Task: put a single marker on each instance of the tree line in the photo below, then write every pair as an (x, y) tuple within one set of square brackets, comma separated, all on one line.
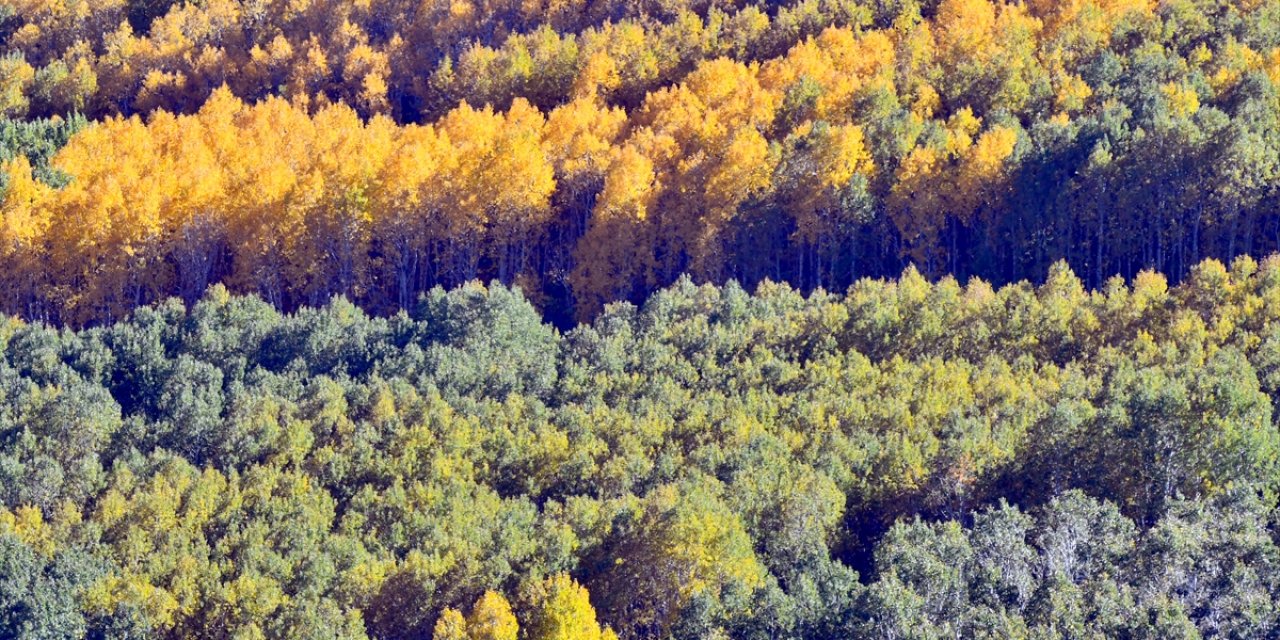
[(910, 458), (597, 151)]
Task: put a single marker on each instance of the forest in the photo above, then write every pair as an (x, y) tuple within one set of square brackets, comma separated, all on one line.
[(908, 460), (639, 320), (595, 151)]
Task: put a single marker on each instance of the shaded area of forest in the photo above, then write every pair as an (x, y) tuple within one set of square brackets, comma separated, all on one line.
[(906, 460)]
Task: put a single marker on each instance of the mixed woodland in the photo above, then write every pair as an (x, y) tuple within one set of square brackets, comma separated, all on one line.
[(630, 320)]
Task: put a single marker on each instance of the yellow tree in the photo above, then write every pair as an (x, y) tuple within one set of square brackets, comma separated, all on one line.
[(562, 611), (492, 618), (23, 223)]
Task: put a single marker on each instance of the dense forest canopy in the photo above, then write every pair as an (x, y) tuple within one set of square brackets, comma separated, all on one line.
[(595, 151), (805, 319), (908, 460)]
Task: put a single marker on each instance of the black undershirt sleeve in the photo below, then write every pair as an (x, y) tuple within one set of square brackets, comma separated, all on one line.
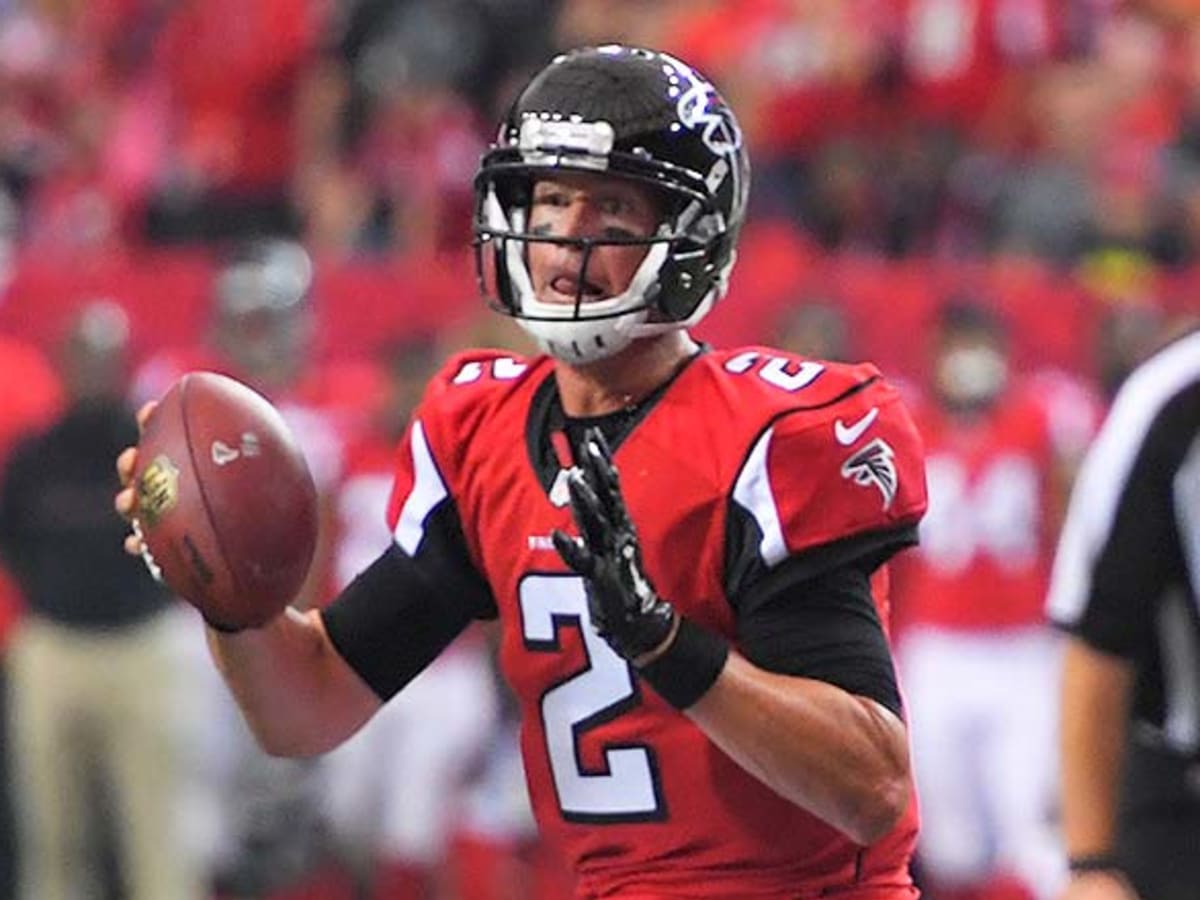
[(814, 616), (403, 610), (389, 623)]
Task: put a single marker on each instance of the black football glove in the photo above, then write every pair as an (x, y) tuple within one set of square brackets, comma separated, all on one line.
[(625, 609)]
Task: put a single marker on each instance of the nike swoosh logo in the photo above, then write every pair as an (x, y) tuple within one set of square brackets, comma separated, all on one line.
[(847, 435)]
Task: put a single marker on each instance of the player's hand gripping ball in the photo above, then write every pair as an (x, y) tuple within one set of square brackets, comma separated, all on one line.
[(226, 507)]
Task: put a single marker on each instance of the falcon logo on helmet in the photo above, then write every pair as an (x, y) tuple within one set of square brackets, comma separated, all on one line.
[(635, 114)]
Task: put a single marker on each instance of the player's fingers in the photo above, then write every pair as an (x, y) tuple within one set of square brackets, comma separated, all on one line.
[(125, 463), (588, 511), (574, 553), (124, 502), (145, 412), (603, 475), (132, 545)]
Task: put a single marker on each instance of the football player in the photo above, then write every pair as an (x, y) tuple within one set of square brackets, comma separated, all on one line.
[(972, 641), (684, 547)]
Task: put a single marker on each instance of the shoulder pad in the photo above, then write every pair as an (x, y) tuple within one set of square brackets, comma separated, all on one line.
[(850, 463), (785, 381)]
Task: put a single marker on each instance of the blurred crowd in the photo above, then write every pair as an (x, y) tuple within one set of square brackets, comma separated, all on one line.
[(997, 201)]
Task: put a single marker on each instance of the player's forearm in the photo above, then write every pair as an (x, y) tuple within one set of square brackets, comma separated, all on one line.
[(298, 696), (1096, 691), (844, 759)]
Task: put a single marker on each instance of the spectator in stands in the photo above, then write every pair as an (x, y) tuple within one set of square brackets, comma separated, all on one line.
[(394, 791), (94, 678)]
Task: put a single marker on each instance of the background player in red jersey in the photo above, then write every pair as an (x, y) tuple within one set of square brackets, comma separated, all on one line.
=-=-=-=-=
▸ What to work on: Only the pictures are dropped when you print the material; everything else is copied exactly.

▸ Exercise answer:
Task: put a single marker on each instance of the tree line in the photo below, then write every pair as an (x, y) tuple within one set of square brackets, comma separated, all on one line.
[(910, 458), (597, 151)]
Task: put a single marker on each instance of the forest in the photo above, then write every pair as an (x, y) tuple within one set of square brackets, comma separated, all on one line.
[(908, 460), (639, 320), (595, 151)]
Task: put a single marker on each instance of the shaded area of forest in the photo above, then write every pair as an (x, y) tuple within one set of square brackets, comma separated, all on one line.
[(906, 460)]
Task: put a single marker on each instance of the mixed woodland in the photo above, then write every pair as an (x, y) tuple within one set of square brackets, comma separated, all on one line.
[(630, 320)]
Task: put a single marker on each instance of the yellow tree in the photo above, then write every pair as an (x, y) tuple within one set of square brackets, comma separated, all on one line.
[(562, 611), (492, 618), (23, 223)]
Task: put a single marker on each instance of the dense forest canopy in the photo above, then write every pair as an (x, y) tuple within one set of square brackets, comma separated, all on one line.
[(595, 151), (805, 319), (908, 460)]
Task: put a single marker on each instance of the black undershirt sleeve in the photo below, then write every pair as an (x, y) tuple within one set of square brackets, comma separated, all on one line.
[(814, 616), (403, 610), (389, 623)]
Task: put a single marker on each instance of the black football glove in the photo above, then write every pair as an (x, y) tuple within one set of square brackets, comma separated, all on one line.
[(625, 609)]
Task: put a single marker on each instance of the nike swoosh logo in the photo above, then write every pair as an (x, y) tuple within one set of square brackets, comma separated, all on one line.
[(847, 435)]
Task: put a single marker on each instance of the player's hand gripping ball in the photo above, then write every pair as an (x, y) tuple within one set of square brackets, comma separated, all on one line.
[(226, 507)]
Task: put a single marker on each instance of the falcon logo on helmet in the photo above, then write every pair as an (x, y) tuple within one set of square brackets, comma separated, all on one line.
[(635, 114)]
Task: put a single marker on each instance of the player's fingers in the photo above, then write every pair as an (x, y) tuple within one set of square brackets, comma separated, all on one line.
[(125, 463), (588, 511), (574, 553), (124, 502), (145, 412), (603, 475), (132, 545)]
Task: put a single marker on each instance of the football player in the photo above, then write every pair as an (x, y) tuple within one set of square brackets, comma separated, all on one line.
[(972, 641), (684, 547)]
Task: put a single marker on each instance of the shoulder pad in the photo above, then write every pair as an (x, y) tuple within one set of square brackets, comma separated, all on one line.
[(850, 463), (785, 381)]
Task: put a single marker on each instance of the blurred crowd in the photo above, then write every pair as an (x, y) tuple within one set of square brackets, comma separated, all on one line.
[(997, 201)]
Task: put a single marker on each instance of the player's forearm in the photo above, then write every pair as an (x, y) tuple within one set of square brackets, comma separated, all on one line.
[(298, 696), (1096, 691), (844, 759)]
Task: put a single marker on each instance of the spectator in stands in the photo above, then write every pair as an (x, y) tuple within one set of square brackets, comma separated, all on one line.
[(394, 791), (94, 678)]
Task: put a single marker on each instance of the background player in red jersey in the photo above, then write every pair as an (x, y) tuple within one set of square brackets, comma separated, all on one line.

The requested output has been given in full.